>> start Given data

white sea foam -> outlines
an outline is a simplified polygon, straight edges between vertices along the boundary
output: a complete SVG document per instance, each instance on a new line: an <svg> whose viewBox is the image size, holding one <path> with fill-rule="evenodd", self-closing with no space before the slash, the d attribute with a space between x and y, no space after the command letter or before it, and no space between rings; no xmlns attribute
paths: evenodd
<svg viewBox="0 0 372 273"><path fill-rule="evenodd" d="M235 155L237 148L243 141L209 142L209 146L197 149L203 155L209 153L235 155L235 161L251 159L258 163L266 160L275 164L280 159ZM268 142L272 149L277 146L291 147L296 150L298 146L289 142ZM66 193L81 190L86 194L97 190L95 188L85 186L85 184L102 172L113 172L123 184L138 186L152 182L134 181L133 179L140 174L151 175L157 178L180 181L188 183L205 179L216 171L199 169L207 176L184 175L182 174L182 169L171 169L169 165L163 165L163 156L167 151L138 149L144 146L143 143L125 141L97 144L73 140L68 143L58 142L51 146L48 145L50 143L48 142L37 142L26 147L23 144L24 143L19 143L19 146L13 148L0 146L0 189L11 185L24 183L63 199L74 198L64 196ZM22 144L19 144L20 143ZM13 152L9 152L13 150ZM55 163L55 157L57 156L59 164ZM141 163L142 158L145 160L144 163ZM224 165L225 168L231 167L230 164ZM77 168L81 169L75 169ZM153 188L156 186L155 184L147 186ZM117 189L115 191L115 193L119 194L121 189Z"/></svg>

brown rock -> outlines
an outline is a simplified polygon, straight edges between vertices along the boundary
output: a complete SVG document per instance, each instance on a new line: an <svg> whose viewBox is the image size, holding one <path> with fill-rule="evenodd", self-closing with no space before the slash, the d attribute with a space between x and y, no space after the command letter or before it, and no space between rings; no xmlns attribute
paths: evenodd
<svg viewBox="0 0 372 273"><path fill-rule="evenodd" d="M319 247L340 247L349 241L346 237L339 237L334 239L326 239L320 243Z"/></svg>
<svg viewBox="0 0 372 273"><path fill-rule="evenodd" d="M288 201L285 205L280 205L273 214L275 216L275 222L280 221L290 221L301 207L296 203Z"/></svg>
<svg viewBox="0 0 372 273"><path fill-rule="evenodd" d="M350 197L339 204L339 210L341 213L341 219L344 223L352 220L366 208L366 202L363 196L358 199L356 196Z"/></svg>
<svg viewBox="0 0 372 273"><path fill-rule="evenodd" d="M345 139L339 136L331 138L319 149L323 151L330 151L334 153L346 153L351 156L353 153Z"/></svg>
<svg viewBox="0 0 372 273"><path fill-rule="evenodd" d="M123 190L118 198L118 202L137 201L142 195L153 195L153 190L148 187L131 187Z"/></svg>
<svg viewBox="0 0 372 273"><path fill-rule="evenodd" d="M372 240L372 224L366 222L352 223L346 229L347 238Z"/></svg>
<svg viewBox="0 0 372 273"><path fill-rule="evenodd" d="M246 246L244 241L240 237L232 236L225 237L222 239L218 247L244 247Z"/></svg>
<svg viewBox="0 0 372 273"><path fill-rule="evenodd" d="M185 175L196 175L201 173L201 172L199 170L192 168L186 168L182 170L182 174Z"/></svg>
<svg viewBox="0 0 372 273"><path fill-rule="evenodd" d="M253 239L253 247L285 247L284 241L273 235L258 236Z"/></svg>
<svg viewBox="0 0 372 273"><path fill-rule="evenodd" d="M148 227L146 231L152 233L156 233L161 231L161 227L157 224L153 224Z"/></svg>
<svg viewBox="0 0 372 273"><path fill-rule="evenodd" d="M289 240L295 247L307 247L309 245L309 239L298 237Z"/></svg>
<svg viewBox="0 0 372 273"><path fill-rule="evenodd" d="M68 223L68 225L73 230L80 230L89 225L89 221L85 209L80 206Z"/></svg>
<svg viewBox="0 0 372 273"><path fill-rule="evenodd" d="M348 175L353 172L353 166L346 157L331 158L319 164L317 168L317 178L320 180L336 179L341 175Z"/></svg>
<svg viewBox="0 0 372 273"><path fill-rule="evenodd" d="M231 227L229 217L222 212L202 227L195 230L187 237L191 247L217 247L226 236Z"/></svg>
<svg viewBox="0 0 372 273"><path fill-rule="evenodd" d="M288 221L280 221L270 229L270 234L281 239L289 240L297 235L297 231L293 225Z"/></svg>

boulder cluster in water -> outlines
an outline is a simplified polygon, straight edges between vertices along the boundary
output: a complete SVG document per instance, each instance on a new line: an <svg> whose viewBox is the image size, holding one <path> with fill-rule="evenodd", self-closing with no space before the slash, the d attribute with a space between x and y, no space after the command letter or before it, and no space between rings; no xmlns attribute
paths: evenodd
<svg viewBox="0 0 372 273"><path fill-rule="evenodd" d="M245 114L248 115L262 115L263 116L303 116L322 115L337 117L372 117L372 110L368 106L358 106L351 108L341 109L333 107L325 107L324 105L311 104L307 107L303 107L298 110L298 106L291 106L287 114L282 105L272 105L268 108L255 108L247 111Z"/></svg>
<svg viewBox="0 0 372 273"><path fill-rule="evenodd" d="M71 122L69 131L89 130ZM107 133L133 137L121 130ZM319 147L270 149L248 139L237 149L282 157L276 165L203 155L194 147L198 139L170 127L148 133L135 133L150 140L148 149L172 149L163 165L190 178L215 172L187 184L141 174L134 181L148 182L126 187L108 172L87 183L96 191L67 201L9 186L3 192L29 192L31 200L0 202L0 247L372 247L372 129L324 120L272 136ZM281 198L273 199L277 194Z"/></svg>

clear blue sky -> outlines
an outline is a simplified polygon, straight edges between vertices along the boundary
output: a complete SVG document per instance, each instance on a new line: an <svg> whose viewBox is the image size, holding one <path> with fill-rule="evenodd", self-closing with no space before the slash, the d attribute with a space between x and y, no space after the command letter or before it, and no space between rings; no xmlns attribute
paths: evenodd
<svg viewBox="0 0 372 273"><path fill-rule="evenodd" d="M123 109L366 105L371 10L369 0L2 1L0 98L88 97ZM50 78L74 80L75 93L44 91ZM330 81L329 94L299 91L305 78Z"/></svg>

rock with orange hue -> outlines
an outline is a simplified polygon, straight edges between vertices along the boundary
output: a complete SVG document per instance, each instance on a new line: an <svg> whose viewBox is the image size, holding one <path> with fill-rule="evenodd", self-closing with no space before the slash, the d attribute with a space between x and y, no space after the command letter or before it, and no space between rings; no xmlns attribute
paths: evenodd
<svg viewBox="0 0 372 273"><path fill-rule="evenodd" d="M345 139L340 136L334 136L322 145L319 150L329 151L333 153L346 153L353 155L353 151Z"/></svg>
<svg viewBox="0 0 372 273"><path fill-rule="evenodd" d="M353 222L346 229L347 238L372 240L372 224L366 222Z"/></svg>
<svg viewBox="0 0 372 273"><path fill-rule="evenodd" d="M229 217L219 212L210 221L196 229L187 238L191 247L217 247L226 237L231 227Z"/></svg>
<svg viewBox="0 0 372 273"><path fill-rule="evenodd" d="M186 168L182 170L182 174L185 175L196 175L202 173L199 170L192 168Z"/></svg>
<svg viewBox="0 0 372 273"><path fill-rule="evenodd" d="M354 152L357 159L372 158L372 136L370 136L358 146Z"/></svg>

>> end Given data

**The problem:**
Return all of the records above verbatim, reproducing every line without alteration.

**Expected answer:**
white sea foam -> outlines
an outline is a simplified polygon, straight edges between vertices along the boundary
output: a complete SVG document per instance, each instance on a new line: an <svg> whose viewBox is the image size, holding one <path> with fill-rule="evenodd", self-closing with no space before the slash, the d attribute with a space between x and y, no space after the command letter or before it, and no space between rings; no xmlns attribute
paths: evenodd
<svg viewBox="0 0 372 273"><path fill-rule="evenodd" d="M235 155L237 148L243 141L209 142L209 146L197 149L203 155L209 153L235 155L235 161L251 159L258 163L266 160L275 164L280 159ZM268 142L272 149L277 146L291 147L296 150L298 146L289 142ZM66 193L81 190L86 194L97 190L95 188L85 186L85 184L102 172L113 172L123 184L138 186L152 182L134 181L133 179L140 174L151 175L157 178L180 181L188 183L205 179L216 171L199 169L207 176L184 175L182 174L182 169L171 169L169 165L163 165L163 156L167 151L138 149L144 146L143 143L125 141L97 144L73 140L68 143L58 142L51 146L48 145L50 143L48 142L37 142L26 147L23 144L24 143L19 143L19 146L13 148L0 146L0 189L11 185L24 183L63 199L74 198L64 196ZM22 144L19 144L20 143ZM13 152L9 152L13 150ZM55 163L55 157L57 156L59 164ZM141 163L142 158L145 160L144 163ZM224 165L225 168L231 167L230 164ZM77 168L81 169L75 169ZM153 188L156 186L155 184L147 186ZM117 189L115 191L115 193L119 194L121 189Z"/></svg>

brown rock -> outlines
an outline is a simplified polygon, straight edges between vertices along the boundary
output: a complete SVG document per instance, each instance on a new line: an <svg> whose viewBox is the image size, holding one <path> with fill-rule="evenodd", self-closing with no space before the slash, the d attribute with a space between x and y, no space after the command letter or before it, and no space between rings; no xmlns attribute
paths: evenodd
<svg viewBox="0 0 372 273"><path fill-rule="evenodd" d="M319 247L340 247L349 241L346 237L339 237L334 239L326 239L320 243Z"/></svg>
<svg viewBox="0 0 372 273"><path fill-rule="evenodd" d="M288 201L285 205L280 205L273 214L275 216L275 222L280 221L290 221L301 207L296 203Z"/></svg>
<svg viewBox="0 0 372 273"><path fill-rule="evenodd" d="M350 197L339 204L339 210L341 213L341 219L344 223L352 220L366 208L366 202L363 196L358 199L356 196Z"/></svg>
<svg viewBox="0 0 372 273"><path fill-rule="evenodd" d="M345 139L339 136L331 138L319 149L323 151L330 151L334 153L346 153L351 156L353 153Z"/></svg>
<svg viewBox="0 0 372 273"><path fill-rule="evenodd" d="M123 190L118 198L118 202L137 201L142 195L153 195L153 190L148 187L131 187Z"/></svg>
<svg viewBox="0 0 372 273"><path fill-rule="evenodd" d="M372 240L372 224L366 222L352 223L346 229L347 238Z"/></svg>
<svg viewBox="0 0 372 273"><path fill-rule="evenodd" d="M246 246L244 241L240 237L232 236L225 237L222 239L218 247L244 247Z"/></svg>
<svg viewBox="0 0 372 273"><path fill-rule="evenodd" d="M185 175L196 175L201 173L201 172L199 170L192 168L186 168L182 170L182 174Z"/></svg>
<svg viewBox="0 0 372 273"><path fill-rule="evenodd" d="M253 239L253 247L285 247L284 241L273 235L258 236Z"/></svg>
<svg viewBox="0 0 372 273"><path fill-rule="evenodd" d="M148 227L146 231L152 233L156 233L161 231L161 227L157 224L153 224Z"/></svg>
<svg viewBox="0 0 372 273"><path fill-rule="evenodd" d="M289 240L295 247L307 247L309 245L309 239L298 237Z"/></svg>
<svg viewBox="0 0 372 273"><path fill-rule="evenodd" d="M68 223L68 225L73 230L80 230L89 225L89 221L85 209L80 206Z"/></svg>
<svg viewBox="0 0 372 273"><path fill-rule="evenodd" d="M348 175L353 172L353 166L346 157L331 158L319 164L317 168L317 178L320 180L336 179L341 175Z"/></svg>
<svg viewBox="0 0 372 273"><path fill-rule="evenodd" d="M231 227L229 217L222 212L202 227L195 230L187 237L191 247L217 247L226 236Z"/></svg>
<svg viewBox="0 0 372 273"><path fill-rule="evenodd" d="M288 221L280 221L270 229L270 234L281 239L289 240L297 235L297 231L293 225Z"/></svg>

boulder cluster in water -> outlines
an outline is a simplified polygon, straight edges between vertices along the boundary
output: a complete SVG document per instance, each instance on a new line: an <svg> whose viewBox is the image size, holding one <path> with fill-rule="evenodd", self-closing with no space before the slash, the d attribute with a space between x and y, no space after the command letter or before it, and no space between rings; no xmlns attribute
paths: evenodd
<svg viewBox="0 0 372 273"><path fill-rule="evenodd" d="M245 114L248 115L262 115L263 116L303 116L322 115L337 117L372 117L372 110L368 106L358 106L351 108L341 109L333 107L325 107L324 105L311 104L307 107L303 107L298 110L298 106L291 106L287 114L282 105L272 105L268 108L255 108L247 111Z"/></svg>
<svg viewBox="0 0 372 273"><path fill-rule="evenodd" d="M71 122L69 131L89 130ZM107 133L133 137L121 130ZM319 147L270 149L248 139L237 149L282 157L276 165L203 155L194 147L198 139L170 127L148 133L135 133L150 140L148 149L172 149L163 165L190 178L215 172L187 184L141 174L134 181L148 182L126 187L108 172L87 183L96 191L67 201L9 186L3 192L29 192L31 200L0 202L0 247L372 247L372 129L324 120L272 136ZM281 198L273 199L277 194Z"/></svg>

clear blue sky -> outlines
an outline is a simplified polygon, straight edges between vertices along the boundary
output: a complete SVG document per instance, each instance on a new line: an <svg> whose viewBox is the image size, holding one <path> with fill-rule="evenodd", self-closing with no space before the slash, the d attribute with a space between x and y, no space after the command letter or before it, and no space between rings; no xmlns attribute
paths: evenodd
<svg viewBox="0 0 372 273"><path fill-rule="evenodd" d="M123 109L366 105L371 10L369 0L2 1L0 98L88 97ZM50 78L74 80L75 93L44 91ZM330 81L329 94L299 91L305 78Z"/></svg>

rock with orange hue -> outlines
an outline is a simplified polygon, straight edges between vertices along the boundary
output: a complete SVG document per instance, each instance on a new line: an <svg> whose viewBox is the image size, holding one <path> with fill-rule="evenodd", self-closing with no space before the slash, the d attribute with a space between x and y, no space after the command letter or before it, and no space between rings; no xmlns attribute
paths: evenodd
<svg viewBox="0 0 372 273"><path fill-rule="evenodd" d="M345 139L340 136L334 136L322 145L319 150L329 151L333 153L346 153L353 155L353 151Z"/></svg>
<svg viewBox="0 0 372 273"><path fill-rule="evenodd" d="M353 222L346 229L347 238L372 240L372 224L366 222Z"/></svg>
<svg viewBox="0 0 372 273"><path fill-rule="evenodd" d="M229 217L219 212L210 221L196 229L187 238L191 247L217 247L226 237L231 227Z"/></svg>
<svg viewBox="0 0 372 273"><path fill-rule="evenodd" d="M186 168L182 170L182 174L185 175L196 175L202 173L199 170L192 168Z"/></svg>
<svg viewBox="0 0 372 273"><path fill-rule="evenodd" d="M354 152L357 159L372 158L372 136L370 136L358 146Z"/></svg>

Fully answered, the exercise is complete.